+++ Extracted records +++

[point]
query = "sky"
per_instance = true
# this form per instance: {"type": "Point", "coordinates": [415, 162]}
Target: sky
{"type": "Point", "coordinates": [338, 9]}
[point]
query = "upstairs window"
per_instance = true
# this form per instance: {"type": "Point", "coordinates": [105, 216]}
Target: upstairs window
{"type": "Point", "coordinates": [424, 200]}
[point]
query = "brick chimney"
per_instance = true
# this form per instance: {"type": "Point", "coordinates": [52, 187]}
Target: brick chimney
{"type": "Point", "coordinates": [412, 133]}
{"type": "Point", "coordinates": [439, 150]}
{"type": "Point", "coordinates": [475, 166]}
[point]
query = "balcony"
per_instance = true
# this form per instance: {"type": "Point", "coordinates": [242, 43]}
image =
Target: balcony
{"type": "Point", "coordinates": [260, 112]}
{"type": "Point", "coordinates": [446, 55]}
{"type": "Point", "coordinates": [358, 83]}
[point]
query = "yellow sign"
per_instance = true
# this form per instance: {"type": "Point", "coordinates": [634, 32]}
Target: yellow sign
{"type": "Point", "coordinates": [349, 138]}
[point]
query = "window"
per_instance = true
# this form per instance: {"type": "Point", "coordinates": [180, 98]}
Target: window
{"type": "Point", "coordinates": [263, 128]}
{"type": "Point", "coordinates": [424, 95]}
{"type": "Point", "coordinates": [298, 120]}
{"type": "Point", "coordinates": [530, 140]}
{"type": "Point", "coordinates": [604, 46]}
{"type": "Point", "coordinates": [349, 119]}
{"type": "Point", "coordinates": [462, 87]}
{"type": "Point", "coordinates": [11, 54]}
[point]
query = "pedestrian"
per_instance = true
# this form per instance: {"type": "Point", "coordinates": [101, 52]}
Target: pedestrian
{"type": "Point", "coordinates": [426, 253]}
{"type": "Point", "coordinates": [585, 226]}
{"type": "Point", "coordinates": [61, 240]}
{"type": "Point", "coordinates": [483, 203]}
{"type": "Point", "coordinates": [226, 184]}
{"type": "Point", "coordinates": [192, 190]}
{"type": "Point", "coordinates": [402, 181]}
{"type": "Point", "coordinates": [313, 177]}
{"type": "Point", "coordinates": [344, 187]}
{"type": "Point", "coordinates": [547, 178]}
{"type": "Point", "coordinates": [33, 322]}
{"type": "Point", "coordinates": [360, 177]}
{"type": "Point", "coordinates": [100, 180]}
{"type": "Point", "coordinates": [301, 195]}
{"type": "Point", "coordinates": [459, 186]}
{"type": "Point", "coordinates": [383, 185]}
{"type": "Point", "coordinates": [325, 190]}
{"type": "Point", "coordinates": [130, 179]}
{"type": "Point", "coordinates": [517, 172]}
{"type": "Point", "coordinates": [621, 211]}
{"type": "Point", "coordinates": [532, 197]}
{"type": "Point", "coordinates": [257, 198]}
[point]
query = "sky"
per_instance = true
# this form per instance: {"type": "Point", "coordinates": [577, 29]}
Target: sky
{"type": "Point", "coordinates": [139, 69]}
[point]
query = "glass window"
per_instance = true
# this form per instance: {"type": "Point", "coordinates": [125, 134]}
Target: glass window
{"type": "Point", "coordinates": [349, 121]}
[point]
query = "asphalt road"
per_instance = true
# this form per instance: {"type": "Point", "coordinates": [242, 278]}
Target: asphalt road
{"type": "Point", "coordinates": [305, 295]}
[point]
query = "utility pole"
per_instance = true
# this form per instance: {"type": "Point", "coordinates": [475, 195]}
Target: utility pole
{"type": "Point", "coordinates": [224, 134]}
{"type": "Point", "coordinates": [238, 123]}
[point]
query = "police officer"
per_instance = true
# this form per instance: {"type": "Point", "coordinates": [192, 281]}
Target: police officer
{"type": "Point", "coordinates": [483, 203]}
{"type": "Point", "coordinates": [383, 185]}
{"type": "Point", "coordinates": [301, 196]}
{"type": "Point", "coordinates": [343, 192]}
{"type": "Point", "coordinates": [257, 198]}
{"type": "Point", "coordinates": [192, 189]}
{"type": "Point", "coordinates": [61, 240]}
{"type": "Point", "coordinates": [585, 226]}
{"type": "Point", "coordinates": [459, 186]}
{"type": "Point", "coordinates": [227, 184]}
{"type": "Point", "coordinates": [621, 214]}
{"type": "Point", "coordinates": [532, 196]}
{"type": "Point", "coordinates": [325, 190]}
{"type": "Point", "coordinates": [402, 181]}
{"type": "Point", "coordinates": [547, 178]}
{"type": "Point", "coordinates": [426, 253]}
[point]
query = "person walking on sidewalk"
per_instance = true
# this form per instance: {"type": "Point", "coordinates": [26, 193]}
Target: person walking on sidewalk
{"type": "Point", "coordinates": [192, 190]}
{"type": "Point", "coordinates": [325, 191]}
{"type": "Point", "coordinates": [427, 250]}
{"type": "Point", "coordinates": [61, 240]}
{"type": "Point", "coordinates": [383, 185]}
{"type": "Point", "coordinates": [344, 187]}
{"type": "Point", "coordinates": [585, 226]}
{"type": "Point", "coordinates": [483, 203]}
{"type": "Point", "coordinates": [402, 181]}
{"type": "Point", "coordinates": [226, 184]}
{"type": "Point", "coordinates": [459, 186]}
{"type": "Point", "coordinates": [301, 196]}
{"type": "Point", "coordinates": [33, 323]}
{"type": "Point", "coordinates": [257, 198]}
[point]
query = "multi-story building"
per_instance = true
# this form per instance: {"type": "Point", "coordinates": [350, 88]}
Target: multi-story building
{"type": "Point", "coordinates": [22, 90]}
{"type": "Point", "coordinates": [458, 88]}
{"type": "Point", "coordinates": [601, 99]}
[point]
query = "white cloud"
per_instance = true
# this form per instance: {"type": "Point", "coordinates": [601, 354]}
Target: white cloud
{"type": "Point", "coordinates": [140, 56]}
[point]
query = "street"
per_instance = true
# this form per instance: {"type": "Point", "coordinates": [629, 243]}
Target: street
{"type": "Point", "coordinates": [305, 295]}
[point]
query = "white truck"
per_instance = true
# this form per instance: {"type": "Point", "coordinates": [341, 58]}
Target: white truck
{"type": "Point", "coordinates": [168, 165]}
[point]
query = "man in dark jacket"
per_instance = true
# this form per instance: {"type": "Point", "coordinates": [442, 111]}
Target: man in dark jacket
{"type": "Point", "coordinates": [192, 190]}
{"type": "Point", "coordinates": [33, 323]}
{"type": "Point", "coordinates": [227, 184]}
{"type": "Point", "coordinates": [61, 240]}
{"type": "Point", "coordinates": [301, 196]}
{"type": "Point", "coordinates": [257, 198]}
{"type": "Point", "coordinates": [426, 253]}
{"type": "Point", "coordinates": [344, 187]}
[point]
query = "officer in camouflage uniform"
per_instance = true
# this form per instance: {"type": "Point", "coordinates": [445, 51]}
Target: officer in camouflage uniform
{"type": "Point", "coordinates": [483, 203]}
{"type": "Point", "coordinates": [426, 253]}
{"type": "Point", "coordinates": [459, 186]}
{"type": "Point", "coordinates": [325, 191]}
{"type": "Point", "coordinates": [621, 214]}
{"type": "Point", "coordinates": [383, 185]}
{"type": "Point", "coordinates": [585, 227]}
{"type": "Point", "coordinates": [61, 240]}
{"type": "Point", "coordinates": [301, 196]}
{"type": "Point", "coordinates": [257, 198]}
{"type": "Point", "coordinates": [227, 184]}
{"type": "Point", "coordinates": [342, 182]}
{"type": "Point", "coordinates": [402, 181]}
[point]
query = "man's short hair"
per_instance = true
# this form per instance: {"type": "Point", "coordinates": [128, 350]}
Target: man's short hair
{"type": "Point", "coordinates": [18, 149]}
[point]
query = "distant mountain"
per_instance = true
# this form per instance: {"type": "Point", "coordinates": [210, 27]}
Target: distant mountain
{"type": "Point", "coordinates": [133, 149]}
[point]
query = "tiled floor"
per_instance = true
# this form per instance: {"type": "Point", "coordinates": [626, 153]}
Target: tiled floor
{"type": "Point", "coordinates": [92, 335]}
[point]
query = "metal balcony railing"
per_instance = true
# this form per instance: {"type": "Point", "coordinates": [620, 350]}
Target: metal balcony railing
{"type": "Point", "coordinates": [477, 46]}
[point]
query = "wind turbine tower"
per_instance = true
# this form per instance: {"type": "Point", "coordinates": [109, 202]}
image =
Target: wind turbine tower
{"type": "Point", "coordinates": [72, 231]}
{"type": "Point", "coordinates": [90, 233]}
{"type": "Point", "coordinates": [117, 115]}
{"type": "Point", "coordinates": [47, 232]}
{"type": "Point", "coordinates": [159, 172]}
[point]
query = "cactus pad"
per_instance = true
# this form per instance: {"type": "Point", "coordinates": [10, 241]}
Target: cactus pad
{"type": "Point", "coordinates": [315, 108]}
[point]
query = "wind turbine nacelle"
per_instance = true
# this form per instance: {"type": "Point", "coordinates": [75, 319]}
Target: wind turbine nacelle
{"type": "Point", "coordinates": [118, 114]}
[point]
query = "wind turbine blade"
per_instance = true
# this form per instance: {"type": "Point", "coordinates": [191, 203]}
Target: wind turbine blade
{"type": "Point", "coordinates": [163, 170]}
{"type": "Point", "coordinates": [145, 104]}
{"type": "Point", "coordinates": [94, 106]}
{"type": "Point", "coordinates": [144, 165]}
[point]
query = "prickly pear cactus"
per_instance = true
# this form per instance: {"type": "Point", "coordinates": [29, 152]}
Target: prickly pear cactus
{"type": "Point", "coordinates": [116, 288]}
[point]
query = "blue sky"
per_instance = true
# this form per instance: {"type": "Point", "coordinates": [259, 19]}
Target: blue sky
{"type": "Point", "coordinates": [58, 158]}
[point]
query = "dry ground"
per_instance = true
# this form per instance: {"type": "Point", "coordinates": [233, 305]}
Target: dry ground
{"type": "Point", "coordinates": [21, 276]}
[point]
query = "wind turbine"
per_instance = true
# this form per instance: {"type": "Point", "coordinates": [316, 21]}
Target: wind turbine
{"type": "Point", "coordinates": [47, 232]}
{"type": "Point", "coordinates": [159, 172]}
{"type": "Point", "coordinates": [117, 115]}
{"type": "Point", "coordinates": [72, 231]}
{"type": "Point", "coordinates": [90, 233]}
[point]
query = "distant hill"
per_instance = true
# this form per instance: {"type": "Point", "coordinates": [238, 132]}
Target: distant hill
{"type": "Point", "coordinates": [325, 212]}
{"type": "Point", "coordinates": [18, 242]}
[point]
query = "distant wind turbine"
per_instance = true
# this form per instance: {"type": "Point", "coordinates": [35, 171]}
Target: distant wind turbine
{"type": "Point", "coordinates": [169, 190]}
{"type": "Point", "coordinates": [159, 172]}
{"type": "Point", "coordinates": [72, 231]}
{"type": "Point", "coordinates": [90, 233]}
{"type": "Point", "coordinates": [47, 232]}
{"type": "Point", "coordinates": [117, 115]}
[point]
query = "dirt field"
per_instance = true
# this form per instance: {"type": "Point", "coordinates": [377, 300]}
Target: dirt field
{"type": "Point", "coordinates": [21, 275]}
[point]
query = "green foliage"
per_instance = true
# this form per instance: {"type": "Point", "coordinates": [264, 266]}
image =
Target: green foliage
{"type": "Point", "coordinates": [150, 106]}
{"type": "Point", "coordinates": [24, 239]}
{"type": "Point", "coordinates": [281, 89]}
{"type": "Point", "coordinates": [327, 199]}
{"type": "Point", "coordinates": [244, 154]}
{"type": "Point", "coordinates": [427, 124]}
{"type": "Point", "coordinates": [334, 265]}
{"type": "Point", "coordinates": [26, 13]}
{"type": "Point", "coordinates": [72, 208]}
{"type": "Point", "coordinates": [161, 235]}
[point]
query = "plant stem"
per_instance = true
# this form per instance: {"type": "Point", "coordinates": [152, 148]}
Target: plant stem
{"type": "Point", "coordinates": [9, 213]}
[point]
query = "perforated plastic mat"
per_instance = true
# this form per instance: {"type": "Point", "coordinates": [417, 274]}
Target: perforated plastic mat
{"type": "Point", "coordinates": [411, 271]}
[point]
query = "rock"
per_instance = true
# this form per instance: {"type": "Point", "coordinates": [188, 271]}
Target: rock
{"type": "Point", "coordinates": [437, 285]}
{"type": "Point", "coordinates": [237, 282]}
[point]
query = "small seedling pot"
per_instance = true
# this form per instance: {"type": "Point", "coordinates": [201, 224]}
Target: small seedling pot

+++

The task:
In the material above, find each line that has the string "small" and return it.

Response area:
query = "small seedling pot"
Target: small seedling pot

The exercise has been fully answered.